(Records from a collection)
******

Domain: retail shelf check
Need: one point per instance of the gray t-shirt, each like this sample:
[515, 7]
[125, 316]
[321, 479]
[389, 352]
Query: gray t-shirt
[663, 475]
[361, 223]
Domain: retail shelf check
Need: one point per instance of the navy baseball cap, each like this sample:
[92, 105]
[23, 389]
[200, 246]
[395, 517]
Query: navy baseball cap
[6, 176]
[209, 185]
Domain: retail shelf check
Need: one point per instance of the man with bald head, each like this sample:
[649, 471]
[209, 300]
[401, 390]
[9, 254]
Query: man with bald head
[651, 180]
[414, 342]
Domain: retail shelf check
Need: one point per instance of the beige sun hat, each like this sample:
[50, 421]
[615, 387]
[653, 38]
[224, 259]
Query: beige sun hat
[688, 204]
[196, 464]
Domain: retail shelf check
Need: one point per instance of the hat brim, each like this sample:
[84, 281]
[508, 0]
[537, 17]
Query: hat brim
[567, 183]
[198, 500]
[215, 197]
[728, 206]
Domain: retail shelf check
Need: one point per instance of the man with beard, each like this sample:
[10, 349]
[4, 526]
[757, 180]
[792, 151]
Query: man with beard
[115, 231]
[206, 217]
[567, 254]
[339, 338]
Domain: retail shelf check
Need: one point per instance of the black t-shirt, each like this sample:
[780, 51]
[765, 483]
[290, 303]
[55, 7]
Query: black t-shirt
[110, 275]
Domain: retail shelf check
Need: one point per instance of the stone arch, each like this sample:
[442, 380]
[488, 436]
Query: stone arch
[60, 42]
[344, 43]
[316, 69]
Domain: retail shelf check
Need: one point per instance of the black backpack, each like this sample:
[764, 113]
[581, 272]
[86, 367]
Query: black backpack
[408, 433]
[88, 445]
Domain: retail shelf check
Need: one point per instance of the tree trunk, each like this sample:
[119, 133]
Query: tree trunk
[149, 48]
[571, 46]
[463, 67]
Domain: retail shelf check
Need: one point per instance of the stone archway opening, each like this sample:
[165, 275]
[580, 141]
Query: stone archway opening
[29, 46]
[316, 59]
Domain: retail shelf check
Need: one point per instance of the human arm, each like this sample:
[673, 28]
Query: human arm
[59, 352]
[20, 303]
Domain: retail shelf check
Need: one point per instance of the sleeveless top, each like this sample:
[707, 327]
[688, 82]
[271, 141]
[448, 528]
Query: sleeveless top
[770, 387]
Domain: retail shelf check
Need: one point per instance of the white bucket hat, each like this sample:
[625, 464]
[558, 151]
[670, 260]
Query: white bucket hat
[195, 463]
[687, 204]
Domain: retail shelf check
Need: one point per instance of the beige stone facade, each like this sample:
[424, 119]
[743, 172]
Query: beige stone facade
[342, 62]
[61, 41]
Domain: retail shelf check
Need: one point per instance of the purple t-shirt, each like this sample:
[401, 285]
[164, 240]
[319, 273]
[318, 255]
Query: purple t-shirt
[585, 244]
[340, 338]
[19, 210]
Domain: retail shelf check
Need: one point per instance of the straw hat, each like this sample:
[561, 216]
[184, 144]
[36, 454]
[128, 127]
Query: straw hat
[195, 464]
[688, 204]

******

WRITTEN TASK -> Make a verbatim copy of every entry shown above.

SOLUTION TO THE EXERCISE ->
Domain: retail shelf check
Need: one point per instance of the gray t-shirt, each like this sample:
[515, 7]
[125, 316]
[321, 479]
[389, 352]
Query: gray t-shirt
[663, 475]
[361, 223]
Domain: retail shelf check
Need: one point per instance of the navy baseball cap, each like this sample:
[92, 105]
[23, 389]
[200, 246]
[395, 517]
Query: navy baseball cap
[6, 176]
[209, 185]
Domain: retail shelf check
Need: one point per instance of the man with bald head, each like this sample:
[649, 471]
[209, 300]
[401, 390]
[9, 254]
Query: man with bald head
[651, 180]
[414, 342]
Domain: retail shelf check
Need: one point per instance of the beige sun hat, each like this sample:
[50, 421]
[615, 387]
[653, 38]
[224, 259]
Query: beige sun hat
[688, 204]
[196, 464]
Domain: retail shelf check
Need: one point per instance of the hat brim, each like this sample:
[84, 281]
[508, 0]
[537, 17]
Query: hat brim
[567, 183]
[198, 500]
[215, 197]
[728, 206]
Domain: retail shelf check
Need: one point per instance of the man with beard, each like this sample:
[10, 349]
[4, 526]
[757, 180]
[792, 151]
Query: man with beard
[115, 231]
[206, 217]
[567, 254]
[339, 338]
Domain: retail shelf check
Need: one point per instance of the black t-shirt, each like this sample:
[780, 51]
[765, 483]
[290, 303]
[55, 7]
Query: black t-shirt
[110, 275]
Domain: retail shelf check
Need: one point per instance of the stone arch, each like this sample:
[442, 380]
[488, 436]
Query: stone arch
[60, 42]
[344, 43]
[316, 69]
Domain: retail shelf check
Need: one point per instance of the black backpack, each like this sample:
[764, 113]
[581, 272]
[86, 367]
Query: black backpack
[408, 433]
[88, 445]
Domain: retail shelf check
Need: one point per instance of the tree trunk, each like this sample:
[119, 133]
Query: tree trunk
[149, 48]
[571, 46]
[463, 67]
Domain: retail shelf check
Need: one point per instance of the stone archway opening, each like this sample:
[165, 275]
[580, 141]
Query: stone archway opening
[29, 46]
[316, 59]
Domain: retail shelf check
Need: one point per instance of the human arm, each like this sample:
[673, 28]
Query: human arm
[59, 352]
[20, 303]
Domain: retail shelf check
Need: one point per instance of the sleeveless top, each like this sample:
[707, 327]
[688, 82]
[271, 141]
[448, 528]
Query: sleeveless top
[770, 387]
Domain: retail shelf check
Need: one point per instance of the white bucket hat, each like this sample:
[625, 464]
[558, 151]
[670, 260]
Query: white bucket hat
[195, 463]
[687, 204]
Domain: retail shelf check
Need: one point per instance of the beige stone facade, each like this sample:
[424, 119]
[743, 172]
Query: beige stone facade
[342, 62]
[61, 41]
Domain: retail shelf check
Need: one point per instance of the purple t-shirt, each like this sample:
[401, 285]
[164, 240]
[319, 273]
[318, 255]
Query: purple t-shirt
[585, 244]
[340, 338]
[19, 210]
Domain: retail shelf check
Need: one point per instance of the straw hat, each like this sample:
[561, 216]
[184, 144]
[36, 454]
[128, 127]
Query: straw hat
[195, 464]
[688, 204]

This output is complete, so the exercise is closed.